◆ WORK REQUIRED
Retype the records below exactly as they appear.

[Location identification entries]
★ ★ ★ ★
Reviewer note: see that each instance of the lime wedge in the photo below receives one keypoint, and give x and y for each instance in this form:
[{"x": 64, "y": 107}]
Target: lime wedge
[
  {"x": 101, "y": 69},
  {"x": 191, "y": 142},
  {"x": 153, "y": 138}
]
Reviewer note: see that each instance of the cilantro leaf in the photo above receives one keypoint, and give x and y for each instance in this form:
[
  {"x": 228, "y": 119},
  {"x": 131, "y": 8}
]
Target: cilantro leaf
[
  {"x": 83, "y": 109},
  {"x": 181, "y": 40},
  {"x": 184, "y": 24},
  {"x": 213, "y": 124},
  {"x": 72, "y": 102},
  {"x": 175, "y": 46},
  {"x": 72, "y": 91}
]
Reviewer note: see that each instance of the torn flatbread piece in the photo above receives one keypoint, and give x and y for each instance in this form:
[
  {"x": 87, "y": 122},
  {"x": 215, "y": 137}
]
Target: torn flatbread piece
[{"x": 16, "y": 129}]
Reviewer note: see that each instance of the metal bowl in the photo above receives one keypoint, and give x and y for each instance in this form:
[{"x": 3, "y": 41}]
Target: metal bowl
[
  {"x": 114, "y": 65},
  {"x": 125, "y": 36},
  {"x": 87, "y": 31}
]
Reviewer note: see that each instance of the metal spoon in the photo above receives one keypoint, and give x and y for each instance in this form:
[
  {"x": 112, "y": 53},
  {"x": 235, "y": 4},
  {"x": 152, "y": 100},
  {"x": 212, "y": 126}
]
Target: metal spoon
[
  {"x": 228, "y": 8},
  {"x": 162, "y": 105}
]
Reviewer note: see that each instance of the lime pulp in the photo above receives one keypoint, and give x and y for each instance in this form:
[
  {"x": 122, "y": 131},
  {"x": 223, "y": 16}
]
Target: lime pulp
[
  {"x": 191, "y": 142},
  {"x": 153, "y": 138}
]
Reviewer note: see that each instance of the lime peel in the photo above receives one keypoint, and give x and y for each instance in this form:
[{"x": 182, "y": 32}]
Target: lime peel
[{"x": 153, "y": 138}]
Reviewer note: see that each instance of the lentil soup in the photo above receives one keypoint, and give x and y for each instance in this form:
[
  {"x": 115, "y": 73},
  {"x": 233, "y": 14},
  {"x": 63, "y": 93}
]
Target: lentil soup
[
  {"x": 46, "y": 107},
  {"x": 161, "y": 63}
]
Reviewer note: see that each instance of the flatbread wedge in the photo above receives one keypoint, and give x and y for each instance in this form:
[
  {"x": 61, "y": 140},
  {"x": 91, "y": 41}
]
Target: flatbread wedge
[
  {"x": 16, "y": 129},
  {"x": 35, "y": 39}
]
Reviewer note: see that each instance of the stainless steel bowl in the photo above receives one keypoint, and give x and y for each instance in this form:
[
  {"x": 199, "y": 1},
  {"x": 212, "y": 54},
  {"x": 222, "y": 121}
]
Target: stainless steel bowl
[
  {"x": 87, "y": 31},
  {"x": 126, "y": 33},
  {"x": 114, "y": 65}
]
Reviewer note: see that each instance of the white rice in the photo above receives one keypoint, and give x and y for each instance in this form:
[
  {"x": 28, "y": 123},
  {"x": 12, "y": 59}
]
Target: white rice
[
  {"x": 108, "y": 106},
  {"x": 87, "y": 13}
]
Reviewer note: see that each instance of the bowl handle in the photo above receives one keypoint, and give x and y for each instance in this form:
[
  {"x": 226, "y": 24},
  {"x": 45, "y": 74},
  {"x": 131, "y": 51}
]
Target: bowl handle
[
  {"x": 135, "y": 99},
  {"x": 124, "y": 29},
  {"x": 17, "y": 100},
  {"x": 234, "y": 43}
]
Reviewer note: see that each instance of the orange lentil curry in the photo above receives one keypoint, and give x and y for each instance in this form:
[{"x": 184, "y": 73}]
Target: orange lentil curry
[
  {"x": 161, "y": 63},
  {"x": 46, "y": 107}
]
★ ★ ★ ★
◆ SOLUTION FOR THIS PROBLEM
Reviewer note: see that each instance of the lime wedge in the photo below receives one keypoint, and give x and y for each instance in this form:
[{"x": 64, "y": 107}]
Target: lime wedge
[
  {"x": 101, "y": 69},
  {"x": 191, "y": 142},
  {"x": 153, "y": 138}
]
Reviewer note: see that each instance of the cilantro leaf in the photo above receives one keypoint, and give x and y for each instance in this form:
[
  {"x": 228, "y": 119},
  {"x": 131, "y": 8}
]
Target: cilantro leaf
[
  {"x": 83, "y": 109},
  {"x": 181, "y": 40},
  {"x": 184, "y": 24},
  {"x": 213, "y": 124},
  {"x": 72, "y": 102},
  {"x": 175, "y": 46},
  {"x": 72, "y": 91}
]
Reviewer note: see that each instance of the torn flatbread piece in the photo above receives one keypoint, and give x and y for each instance in this form:
[
  {"x": 87, "y": 122},
  {"x": 215, "y": 137}
]
Target: torn flatbread piece
[{"x": 16, "y": 129}]
Reviewer note: see that each instance of the metal bowl in the photo above receives one keypoint, and give x and y for each instance in this form:
[{"x": 3, "y": 41}]
Target: metal bowl
[
  {"x": 114, "y": 65},
  {"x": 125, "y": 36},
  {"x": 87, "y": 31}
]
Reviewer note: see that each instance of the metal spoon in the photo above receives one keypoint, and give x and y for each instance in this form:
[
  {"x": 112, "y": 53},
  {"x": 235, "y": 4},
  {"x": 152, "y": 100},
  {"x": 212, "y": 126}
]
Target: metal spoon
[
  {"x": 228, "y": 8},
  {"x": 162, "y": 105}
]
Reviewer note: see that each instance of the lime pulp in the photo above receives one keypoint, and give x and y for each instance in this form:
[
  {"x": 122, "y": 131},
  {"x": 223, "y": 16}
]
Target: lime pulp
[
  {"x": 191, "y": 142},
  {"x": 153, "y": 138}
]
Reviewer note: see that each instance of the lime peel in the photo above receives one keypoint, and give x and y for each instance in this form:
[{"x": 182, "y": 32}]
Target: lime peel
[{"x": 153, "y": 138}]
Reviewer note: see that each instance of the lentil soup in the photo above receives one keypoint, and give x and y for each instance in this form:
[
  {"x": 115, "y": 73},
  {"x": 233, "y": 14},
  {"x": 63, "y": 93}
]
Target: lentil soup
[
  {"x": 46, "y": 107},
  {"x": 161, "y": 63}
]
Reviewer note: see that each instance of the flatbread wedge in the photo above receives one keypoint, and give x and y for each instance in this form:
[
  {"x": 61, "y": 140},
  {"x": 91, "y": 41}
]
Target: flatbread wedge
[
  {"x": 16, "y": 129},
  {"x": 35, "y": 39}
]
Reviewer note: see that each instance of the stainless steel bowl in the photo above receives one keypoint, and give x and y for each instance in this form:
[
  {"x": 199, "y": 1},
  {"x": 212, "y": 54},
  {"x": 222, "y": 121}
]
Target: stainless steel bowl
[
  {"x": 87, "y": 31},
  {"x": 126, "y": 33},
  {"x": 114, "y": 65}
]
Reviewer note: see that each instance of the white rice in the photo above receives one keypoint, and give x and y for each instance in this form:
[
  {"x": 28, "y": 123},
  {"x": 12, "y": 59}
]
Target: white rice
[
  {"x": 108, "y": 106},
  {"x": 87, "y": 13}
]
Reviewer note: see that each instance of the bowl handle in the photo above receives one keypoint, and give x and y for each instance in this form:
[
  {"x": 226, "y": 24},
  {"x": 45, "y": 74},
  {"x": 131, "y": 51}
]
Target: bowl handle
[
  {"x": 135, "y": 99},
  {"x": 124, "y": 29},
  {"x": 17, "y": 100},
  {"x": 234, "y": 43}
]
Reviewer note: see that each instance of the orange lentil curry in the photo above receives one keypoint, and give x and y for each instance in this form:
[{"x": 184, "y": 73}]
Target: orange lentil curry
[
  {"x": 161, "y": 63},
  {"x": 46, "y": 107}
]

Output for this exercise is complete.